Podaj, proszę, tytuł tekstu Griszy, o którym wspomina się we fragmencie tekstu.

### FRAGMENT TEKSTU
━━━━━━

Przejdź do treści
Strona główna

menu-top1

  • Blogerzy
  • Komentarze
User account menu
  • Moje wpisy
  • Zaloguj

Zmieńcie konstytucję!

Archiwum, 18.04.2011
Powiem szczerze, że od stwierdzeń, że politycy PO wypowiadają się sterowani za pomocą sms-ów bardziej irytują mnie… wypowiedzi polityków PO, którzy sprawiają wrażenie, jakby ktoś nimi zdalnie sterował. Z pomocą sms-ów choćby…

Nie mogłem się oprzeć temu, by zacząć jak zacząłem. Nieźle mi nawet chyba wyszło. Choć prawdę mówiąc zasługi mojej w tym pewnie mniej niż 50%. Cała reszta to już oni, dający mi okazję do takich „finezyjnych” uwag. Ostatnio jeden w drugiego uparli się powtarzać, że „najwspanialszym pomnikiem Lecha Kaczyńskiego jest Wawel” o czym przepięknie zresztą napisał Grisza w tekście „Nowy SMS w Partii Miłości” oraz twierdzić (jakby czytali z tej samej kartki), iż Lechowi Kaczyńskiemu pomnik się nie należy bo „to była słaba prezydentura”. I że Prezydent „nie był skłonny do współpracy z rządem, blokował wszystkie jego najważniejsze ustawy”*.

Prawdy w tym stwierdzeniu tylko nieco więcej niż w kończącym wypowiedź zdaniu pana Schetyny (bo to on jest jego autorem) „Był prezydentem jednej partii i wyraźnie to podkreślał”. Nie pamiętam za bardzo by „wyraźnie to podkreślał” ale niech będzie panu Marszałkowi. I nie będę się czepiał nawet przypominając, że jakoś mu nie szło z TYM rządem, który dla pana Schetyny wyraźnie jest „najmojszy”, że w drugą stronę też za miło nie było, oraz ironizował, że kryterium „ważności” ustaw TEGO rządu było zapewnie to, czy Prezydent zawetuje czy nie. Jak wetował to od razu ranga ustawy rosła.

━━━━━━

### DOSTARCZONY MATERIAŁ
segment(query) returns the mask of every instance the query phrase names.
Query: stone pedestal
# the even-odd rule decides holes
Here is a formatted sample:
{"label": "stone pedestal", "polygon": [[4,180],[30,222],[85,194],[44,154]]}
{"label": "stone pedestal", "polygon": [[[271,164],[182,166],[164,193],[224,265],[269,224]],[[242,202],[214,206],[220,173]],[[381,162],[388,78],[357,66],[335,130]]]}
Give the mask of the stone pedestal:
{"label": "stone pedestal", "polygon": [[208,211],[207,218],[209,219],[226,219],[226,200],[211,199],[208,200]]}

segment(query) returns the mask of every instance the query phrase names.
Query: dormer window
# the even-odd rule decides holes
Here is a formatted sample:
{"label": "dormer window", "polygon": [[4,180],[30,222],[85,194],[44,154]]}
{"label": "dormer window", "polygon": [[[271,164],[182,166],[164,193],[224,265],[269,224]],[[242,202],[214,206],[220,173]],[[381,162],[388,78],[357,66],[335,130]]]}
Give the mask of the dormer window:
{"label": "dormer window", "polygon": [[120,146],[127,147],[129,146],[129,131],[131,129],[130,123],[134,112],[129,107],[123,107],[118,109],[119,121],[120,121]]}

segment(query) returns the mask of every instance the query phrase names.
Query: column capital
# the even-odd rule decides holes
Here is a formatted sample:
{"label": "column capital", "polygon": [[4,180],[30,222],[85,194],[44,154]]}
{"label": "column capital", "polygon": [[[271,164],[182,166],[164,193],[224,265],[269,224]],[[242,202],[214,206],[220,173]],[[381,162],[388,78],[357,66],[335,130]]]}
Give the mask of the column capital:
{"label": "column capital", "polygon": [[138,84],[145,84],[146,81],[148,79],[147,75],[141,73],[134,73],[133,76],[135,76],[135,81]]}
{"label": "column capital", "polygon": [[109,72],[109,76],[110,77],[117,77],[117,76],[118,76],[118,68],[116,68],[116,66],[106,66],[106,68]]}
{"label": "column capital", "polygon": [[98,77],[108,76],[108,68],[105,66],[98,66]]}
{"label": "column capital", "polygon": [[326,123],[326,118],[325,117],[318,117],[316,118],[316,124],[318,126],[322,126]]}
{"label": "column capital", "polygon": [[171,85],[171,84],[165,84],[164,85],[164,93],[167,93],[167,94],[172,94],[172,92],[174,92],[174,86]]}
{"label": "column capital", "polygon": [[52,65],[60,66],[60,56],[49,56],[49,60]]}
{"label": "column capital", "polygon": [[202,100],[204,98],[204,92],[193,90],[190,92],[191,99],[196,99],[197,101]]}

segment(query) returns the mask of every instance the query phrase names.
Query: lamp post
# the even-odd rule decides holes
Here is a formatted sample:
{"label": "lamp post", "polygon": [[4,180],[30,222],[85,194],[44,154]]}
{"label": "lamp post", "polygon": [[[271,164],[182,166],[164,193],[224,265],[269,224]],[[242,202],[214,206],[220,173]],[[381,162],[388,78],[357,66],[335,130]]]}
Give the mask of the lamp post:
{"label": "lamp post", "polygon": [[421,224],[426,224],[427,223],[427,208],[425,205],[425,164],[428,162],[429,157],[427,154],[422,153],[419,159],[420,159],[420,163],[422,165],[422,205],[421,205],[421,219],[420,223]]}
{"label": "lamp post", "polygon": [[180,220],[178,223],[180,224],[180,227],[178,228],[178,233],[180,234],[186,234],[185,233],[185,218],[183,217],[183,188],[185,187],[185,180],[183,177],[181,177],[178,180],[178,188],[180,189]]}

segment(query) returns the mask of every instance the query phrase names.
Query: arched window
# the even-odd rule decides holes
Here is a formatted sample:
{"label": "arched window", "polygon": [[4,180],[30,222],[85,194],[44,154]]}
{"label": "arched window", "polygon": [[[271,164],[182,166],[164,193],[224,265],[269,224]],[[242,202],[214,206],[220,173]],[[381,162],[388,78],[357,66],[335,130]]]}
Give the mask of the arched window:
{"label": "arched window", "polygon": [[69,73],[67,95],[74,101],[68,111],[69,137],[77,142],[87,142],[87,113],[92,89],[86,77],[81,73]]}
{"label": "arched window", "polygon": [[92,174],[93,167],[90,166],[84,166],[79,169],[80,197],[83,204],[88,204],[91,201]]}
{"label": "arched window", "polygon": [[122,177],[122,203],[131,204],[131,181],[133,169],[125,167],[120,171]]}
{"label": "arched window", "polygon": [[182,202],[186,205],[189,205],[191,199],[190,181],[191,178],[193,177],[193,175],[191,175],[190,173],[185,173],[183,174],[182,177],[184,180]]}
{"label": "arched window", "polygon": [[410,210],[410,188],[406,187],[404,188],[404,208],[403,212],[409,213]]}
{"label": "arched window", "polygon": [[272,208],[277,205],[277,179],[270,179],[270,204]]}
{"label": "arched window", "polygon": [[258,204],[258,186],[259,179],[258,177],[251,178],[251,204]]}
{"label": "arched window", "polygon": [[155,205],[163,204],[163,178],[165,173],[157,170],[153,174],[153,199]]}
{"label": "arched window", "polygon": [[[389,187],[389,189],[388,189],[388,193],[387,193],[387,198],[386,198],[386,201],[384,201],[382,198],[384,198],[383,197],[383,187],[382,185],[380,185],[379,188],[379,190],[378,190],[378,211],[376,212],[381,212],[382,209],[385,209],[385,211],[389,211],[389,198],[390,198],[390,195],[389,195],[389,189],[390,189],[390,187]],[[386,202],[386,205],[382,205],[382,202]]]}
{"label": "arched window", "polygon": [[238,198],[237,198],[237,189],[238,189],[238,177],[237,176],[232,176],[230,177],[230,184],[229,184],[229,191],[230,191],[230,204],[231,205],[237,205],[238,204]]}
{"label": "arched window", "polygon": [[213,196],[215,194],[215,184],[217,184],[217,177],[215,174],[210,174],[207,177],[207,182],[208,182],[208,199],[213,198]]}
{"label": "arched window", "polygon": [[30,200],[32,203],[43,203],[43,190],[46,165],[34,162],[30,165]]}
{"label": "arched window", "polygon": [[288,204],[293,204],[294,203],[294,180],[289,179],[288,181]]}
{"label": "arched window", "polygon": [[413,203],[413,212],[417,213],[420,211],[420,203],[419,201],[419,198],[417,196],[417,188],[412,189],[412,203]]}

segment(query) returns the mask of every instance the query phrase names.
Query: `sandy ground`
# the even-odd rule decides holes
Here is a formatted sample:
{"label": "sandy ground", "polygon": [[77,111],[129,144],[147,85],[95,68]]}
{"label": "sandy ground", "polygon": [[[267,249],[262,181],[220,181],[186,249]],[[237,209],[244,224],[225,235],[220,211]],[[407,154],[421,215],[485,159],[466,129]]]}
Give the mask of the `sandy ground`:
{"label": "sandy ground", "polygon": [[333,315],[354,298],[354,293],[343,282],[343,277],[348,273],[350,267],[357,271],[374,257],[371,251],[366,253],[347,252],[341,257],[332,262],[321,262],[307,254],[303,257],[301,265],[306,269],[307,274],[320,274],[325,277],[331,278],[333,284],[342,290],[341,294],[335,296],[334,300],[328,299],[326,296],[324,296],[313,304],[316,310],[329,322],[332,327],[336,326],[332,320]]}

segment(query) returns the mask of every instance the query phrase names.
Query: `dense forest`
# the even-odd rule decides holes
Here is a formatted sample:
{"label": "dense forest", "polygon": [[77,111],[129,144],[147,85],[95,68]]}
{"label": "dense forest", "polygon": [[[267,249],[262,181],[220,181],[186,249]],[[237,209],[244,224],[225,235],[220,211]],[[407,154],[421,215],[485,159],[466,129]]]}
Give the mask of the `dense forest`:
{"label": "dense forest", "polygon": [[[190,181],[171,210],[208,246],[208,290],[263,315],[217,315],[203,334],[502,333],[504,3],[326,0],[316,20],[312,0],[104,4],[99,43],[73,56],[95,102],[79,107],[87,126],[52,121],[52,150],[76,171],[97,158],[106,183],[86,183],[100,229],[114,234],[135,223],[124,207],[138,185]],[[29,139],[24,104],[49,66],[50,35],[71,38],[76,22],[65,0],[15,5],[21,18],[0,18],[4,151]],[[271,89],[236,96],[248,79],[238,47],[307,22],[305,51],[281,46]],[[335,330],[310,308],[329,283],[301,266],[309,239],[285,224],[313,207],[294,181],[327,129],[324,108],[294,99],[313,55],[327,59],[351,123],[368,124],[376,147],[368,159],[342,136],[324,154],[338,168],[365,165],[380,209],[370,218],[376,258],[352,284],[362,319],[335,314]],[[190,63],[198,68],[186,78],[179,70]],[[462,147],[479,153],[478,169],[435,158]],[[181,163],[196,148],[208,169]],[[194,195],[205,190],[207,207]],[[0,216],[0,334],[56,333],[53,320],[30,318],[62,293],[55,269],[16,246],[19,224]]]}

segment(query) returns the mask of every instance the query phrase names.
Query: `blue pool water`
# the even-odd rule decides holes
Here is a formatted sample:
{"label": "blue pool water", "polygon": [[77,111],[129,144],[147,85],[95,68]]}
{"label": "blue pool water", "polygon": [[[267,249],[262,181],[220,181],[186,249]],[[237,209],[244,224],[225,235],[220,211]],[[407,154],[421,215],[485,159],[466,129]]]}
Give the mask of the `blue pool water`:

━━━━━━

### POPRAWNA ODPOWIEDŹ
„Nowy SMS w Partii Miłości”.